━━ Stored data

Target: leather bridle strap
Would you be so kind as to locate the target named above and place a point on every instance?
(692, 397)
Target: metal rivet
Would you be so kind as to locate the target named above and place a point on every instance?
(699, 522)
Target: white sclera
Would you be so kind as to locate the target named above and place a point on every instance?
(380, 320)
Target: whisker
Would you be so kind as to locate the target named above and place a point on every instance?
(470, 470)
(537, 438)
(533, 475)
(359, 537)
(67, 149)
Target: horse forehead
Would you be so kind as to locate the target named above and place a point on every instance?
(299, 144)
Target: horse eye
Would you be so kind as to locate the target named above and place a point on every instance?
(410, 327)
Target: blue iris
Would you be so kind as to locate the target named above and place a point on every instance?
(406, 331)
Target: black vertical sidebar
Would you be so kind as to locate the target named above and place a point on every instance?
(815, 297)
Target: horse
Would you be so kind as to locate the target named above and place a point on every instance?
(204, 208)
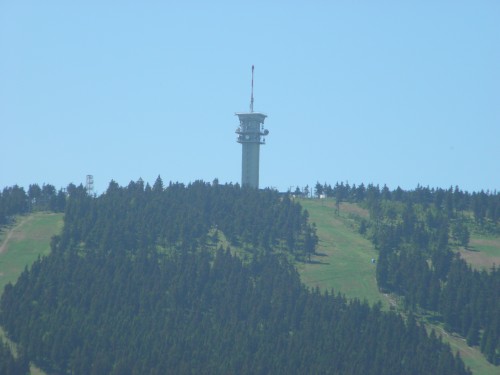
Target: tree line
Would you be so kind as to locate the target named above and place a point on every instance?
(415, 233)
(15, 200)
(131, 287)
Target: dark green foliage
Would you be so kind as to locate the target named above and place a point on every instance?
(411, 230)
(181, 216)
(193, 314)
(15, 201)
(107, 301)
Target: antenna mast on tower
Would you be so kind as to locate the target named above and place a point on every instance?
(251, 98)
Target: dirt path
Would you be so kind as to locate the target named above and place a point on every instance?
(11, 231)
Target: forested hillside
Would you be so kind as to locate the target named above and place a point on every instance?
(132, 286)
(416, 233)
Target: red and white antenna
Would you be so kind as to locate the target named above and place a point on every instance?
(251, 98)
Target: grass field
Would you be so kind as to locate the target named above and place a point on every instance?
(344, 264)
(28, 238)
(20, 246)
(344, 256)
(483, 251)
(343, 261)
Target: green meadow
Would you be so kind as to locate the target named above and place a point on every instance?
(344, 258)
(22, 243)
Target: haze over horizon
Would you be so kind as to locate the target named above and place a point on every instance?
(385, 93)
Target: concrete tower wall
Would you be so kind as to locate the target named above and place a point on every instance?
(250, 165)
(250, 133)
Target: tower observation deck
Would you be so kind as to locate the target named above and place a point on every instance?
(251, 135)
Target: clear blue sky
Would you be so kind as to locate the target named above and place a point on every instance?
(383, 92)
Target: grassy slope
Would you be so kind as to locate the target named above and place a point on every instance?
(24, 242)
(30, 238)
(483, 251)
(344, 260)
(344, 264)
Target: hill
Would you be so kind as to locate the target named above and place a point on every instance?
(124, 291)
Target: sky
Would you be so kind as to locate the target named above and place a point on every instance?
(402, 93)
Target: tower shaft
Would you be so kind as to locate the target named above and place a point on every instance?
(250, 134)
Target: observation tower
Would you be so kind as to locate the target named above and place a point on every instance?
(251, 135)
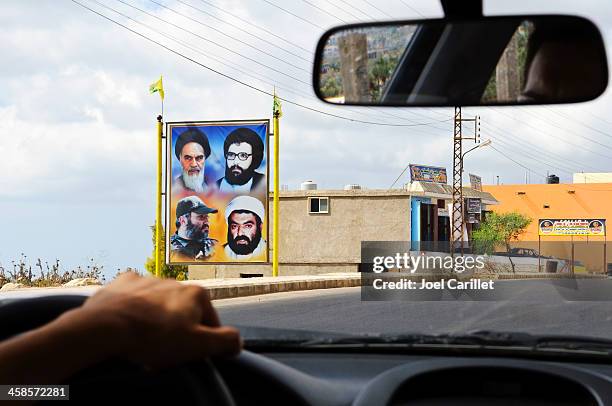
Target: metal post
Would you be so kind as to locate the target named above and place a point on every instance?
(539, 252)
(572, 254)
(457, 215)
(275, 236)
(159, 200)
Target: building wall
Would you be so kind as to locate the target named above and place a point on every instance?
(323, 243)
(563, 201)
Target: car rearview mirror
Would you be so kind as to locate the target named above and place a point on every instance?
(511, 60)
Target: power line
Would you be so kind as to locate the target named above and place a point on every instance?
(548, 135)
(237, 80)
(257, 26)
(295, 15)
(584, 124)
(323, 11)
(231, 65)
(411, 8)
(516, 162)
(355, 8)
(549, 122)
(375, 7)
(245, 31)
(533, 147)
(199, 36)
(343, 10)
(227, 35)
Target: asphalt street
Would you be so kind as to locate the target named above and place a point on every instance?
(537, 306)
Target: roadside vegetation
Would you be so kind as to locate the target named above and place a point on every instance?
(44, 274)
(178, 272)
(499, 230)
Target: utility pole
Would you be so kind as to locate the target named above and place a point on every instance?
(457, 214)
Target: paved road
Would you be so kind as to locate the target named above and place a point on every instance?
(539, 307)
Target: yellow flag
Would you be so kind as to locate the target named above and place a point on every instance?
(157, 87)
(276, 106)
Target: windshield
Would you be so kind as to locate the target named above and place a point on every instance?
(385, 224)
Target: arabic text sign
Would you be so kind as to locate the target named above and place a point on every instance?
(473, 205)
(476, 182)
(562, 227)
(427, 174)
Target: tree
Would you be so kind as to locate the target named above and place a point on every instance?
(381, 71)
(331, 88)
(499, 229)
(178, 272)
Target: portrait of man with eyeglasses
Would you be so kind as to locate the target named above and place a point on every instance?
(243, 150)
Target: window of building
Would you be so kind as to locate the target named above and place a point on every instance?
(318, 205)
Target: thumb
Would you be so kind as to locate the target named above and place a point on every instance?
(216, 341)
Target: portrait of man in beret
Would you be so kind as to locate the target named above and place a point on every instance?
(191, 240)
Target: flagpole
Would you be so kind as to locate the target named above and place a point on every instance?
(275, 235)
(159, 195)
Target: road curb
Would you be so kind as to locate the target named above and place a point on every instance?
(242, 289)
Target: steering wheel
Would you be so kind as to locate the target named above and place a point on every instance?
(118, 380)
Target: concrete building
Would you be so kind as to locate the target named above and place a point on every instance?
(321, 230)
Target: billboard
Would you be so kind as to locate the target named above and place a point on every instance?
(473, 206)
(564, 227)
(476, 182)
(217, 192)
(425, 173)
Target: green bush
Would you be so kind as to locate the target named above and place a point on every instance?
(178, 272)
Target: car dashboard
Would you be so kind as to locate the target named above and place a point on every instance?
(297, 378)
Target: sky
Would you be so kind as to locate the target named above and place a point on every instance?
(77, 123)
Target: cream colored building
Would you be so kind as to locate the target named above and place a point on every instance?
(322, 230)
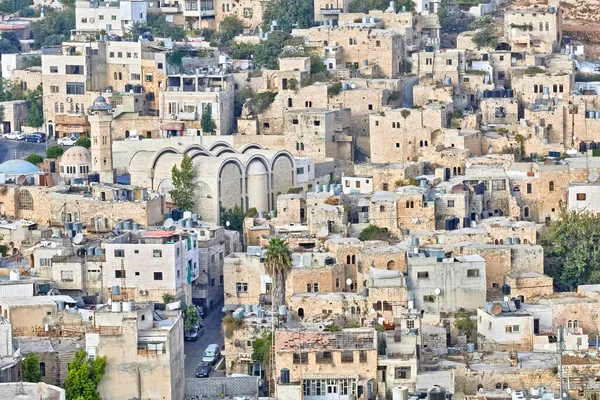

━━━━

# Goal
Rewrite the stretch of the listing above from the line containing "Target: billboard" through the end, both ends included, keeping every request line as it is, multiplying each point coordinate by 1.45 and rounding to whole numbers, with halves rounded up. Leave the pictures out.

# Response to this exercise
Target: billboard
Would you be so kind as to locate the target named above and place a point on every instance?
(686, 299)
(818, 329)
(690, 264)
(315, 278)
(616, 251)
Target: green bush
Would you be so kind as to locate the target named above and place a point on every instance?
(258, 394)
Target: car dashboard
Would you be so kind as to locate the target named above and place a point on every instance?
(431, 548)
Target: sky
Would you be so kind as to locate the target named above and place a point on every instance?
(112, 178)
Target: cream colored building
Would you be so kind as to locate the target named above and place a point on every instance?
(467, 334)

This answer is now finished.